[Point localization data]
+ + +
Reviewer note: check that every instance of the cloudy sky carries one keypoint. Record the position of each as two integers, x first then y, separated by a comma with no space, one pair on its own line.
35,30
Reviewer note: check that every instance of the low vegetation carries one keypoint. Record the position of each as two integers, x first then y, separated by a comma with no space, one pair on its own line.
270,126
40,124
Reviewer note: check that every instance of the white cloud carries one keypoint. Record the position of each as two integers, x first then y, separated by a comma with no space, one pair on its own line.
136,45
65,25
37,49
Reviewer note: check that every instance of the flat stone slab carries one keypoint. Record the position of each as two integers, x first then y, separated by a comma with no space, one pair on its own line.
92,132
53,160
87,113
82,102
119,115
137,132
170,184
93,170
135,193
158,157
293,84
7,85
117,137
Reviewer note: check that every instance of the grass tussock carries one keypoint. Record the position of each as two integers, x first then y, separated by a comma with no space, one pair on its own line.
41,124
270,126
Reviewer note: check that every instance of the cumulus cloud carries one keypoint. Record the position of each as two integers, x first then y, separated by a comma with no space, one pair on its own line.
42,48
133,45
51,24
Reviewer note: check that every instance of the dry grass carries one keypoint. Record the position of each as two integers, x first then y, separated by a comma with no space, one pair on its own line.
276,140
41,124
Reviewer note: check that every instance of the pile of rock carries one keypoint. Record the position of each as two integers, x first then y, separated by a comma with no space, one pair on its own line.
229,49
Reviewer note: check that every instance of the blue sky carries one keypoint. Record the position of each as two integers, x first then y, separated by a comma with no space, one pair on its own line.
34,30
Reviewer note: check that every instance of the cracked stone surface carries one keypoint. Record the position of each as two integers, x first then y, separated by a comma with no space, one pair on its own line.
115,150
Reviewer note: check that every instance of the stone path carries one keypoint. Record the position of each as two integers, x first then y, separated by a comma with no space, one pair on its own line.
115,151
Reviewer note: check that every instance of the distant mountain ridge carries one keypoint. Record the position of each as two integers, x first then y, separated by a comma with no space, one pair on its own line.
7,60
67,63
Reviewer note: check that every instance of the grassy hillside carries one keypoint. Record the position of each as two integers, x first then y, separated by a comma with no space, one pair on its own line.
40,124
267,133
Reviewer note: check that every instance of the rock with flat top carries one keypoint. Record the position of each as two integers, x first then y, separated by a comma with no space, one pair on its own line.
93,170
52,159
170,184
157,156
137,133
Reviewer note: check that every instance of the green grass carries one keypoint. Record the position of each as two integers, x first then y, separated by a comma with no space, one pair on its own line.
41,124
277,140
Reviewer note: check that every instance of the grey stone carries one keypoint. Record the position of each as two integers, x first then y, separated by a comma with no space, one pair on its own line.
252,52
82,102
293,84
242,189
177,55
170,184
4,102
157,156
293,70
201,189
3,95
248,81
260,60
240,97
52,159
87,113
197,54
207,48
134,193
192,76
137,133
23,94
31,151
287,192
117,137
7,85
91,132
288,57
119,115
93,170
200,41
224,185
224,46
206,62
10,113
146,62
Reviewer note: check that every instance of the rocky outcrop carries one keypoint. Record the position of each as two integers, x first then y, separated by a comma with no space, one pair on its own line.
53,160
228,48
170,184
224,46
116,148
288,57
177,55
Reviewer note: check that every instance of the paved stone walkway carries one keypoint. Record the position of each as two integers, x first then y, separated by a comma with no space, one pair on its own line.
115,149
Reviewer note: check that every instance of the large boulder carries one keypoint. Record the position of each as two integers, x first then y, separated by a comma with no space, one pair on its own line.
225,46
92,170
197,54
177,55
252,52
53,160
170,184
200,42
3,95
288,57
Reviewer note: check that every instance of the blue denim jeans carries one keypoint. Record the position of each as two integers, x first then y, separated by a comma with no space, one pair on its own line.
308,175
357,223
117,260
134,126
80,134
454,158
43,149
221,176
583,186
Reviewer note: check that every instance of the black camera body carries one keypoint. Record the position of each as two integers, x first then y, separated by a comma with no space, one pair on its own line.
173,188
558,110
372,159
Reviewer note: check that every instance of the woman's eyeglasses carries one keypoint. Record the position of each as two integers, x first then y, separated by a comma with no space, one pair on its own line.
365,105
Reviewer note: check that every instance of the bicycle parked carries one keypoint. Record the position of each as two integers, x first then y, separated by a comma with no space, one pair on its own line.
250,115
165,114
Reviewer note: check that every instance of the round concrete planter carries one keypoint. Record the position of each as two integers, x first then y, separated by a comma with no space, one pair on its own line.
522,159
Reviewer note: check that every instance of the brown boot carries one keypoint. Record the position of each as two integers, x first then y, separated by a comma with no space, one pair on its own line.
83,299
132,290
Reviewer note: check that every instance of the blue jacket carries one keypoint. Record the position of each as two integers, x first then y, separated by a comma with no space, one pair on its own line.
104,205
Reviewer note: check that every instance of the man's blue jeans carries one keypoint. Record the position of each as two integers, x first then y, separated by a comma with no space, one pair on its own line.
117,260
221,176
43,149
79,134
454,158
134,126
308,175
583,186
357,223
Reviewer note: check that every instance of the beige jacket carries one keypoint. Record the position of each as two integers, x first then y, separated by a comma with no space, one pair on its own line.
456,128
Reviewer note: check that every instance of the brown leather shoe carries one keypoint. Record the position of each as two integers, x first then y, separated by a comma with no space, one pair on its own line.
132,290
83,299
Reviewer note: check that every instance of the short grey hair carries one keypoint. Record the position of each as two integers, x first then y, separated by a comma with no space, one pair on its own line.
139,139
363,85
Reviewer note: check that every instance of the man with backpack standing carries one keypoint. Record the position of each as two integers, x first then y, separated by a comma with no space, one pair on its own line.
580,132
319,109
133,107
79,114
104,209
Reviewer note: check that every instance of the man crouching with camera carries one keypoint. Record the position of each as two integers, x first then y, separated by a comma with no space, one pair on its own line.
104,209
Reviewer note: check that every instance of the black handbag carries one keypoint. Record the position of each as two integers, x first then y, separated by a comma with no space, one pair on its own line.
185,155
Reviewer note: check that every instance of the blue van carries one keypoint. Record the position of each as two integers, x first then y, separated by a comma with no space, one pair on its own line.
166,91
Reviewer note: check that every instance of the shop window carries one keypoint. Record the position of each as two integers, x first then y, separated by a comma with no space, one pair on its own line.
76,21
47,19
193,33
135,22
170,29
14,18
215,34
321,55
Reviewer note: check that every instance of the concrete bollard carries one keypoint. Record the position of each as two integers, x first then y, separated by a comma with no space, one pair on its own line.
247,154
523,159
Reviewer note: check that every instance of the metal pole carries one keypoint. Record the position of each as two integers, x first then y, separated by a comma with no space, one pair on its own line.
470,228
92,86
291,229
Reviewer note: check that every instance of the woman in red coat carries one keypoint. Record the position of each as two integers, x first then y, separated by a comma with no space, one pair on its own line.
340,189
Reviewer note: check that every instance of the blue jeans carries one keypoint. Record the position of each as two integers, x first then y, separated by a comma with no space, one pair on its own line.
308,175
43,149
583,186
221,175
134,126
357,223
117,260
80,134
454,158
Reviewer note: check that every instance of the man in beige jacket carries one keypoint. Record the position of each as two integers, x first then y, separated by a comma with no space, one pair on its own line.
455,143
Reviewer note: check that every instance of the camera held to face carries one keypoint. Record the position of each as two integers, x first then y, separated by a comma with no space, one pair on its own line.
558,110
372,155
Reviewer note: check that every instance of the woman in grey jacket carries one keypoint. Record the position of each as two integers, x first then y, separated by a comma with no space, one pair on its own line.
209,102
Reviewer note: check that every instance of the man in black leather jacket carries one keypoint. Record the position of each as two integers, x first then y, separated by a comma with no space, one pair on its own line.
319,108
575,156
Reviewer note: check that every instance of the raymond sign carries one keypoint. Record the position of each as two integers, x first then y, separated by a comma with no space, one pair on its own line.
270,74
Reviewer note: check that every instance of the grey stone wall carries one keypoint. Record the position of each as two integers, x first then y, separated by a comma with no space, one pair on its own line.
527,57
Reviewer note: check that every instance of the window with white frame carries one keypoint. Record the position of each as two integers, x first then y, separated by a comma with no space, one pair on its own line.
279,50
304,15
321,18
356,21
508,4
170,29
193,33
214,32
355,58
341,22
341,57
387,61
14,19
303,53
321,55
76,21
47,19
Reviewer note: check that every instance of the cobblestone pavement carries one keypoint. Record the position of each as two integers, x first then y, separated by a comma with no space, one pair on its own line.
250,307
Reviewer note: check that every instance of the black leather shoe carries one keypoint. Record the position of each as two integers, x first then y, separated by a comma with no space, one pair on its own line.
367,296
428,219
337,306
+ + +
- Problem description
Word for word, retype the lines from the one containing "Reviewer note: check that every instance of the man in black" through the final line of the data, including both ends and nothing more.

- Response to the task
Reviewer note: check that every instance of the man in black leather jacket carries one keypoint. Record the position of each as two integers, x first then y, separated by a comma with no space, one pair on its own line.
319,108
575,156
Reviewer note: check that every instance of the raymond sign carries one keypoint. Record the position of each as two integers, x first then y, separated by a comma with no space, one pair on its own line.
270,74
Reviewer note: check that every instance of the grey stone wall carries one keypoint. Record the position of each as two integers, x first then y, separated by a comma with no space, one pair on its own line.
527,57
Reviewer note: check that every instance of the window with white frame carries one keypoint. Record the position of each as two integers, x first then y, separated by a comma with no space, one pair on its own line.
279,50
304,15
321,18
356,21
508,4
170,29
193,33
214,32
355,58
341,22
341,57
387,61
14,19
303,53
321,55
76,21
47,19
Reviewer note: check that every instance of the cobblestone pavement carries one keypoint. Record the position of each as two integers, x first then y, separated by a comma with no space, one pair on its own line.
250,307
Reviewer note: check that every instance of the black leather shoe carries one keypoint. Record the position of each as two integers, x first then y, separated by a comma with no space, one pair on its own line.
367,296
428,219
337,306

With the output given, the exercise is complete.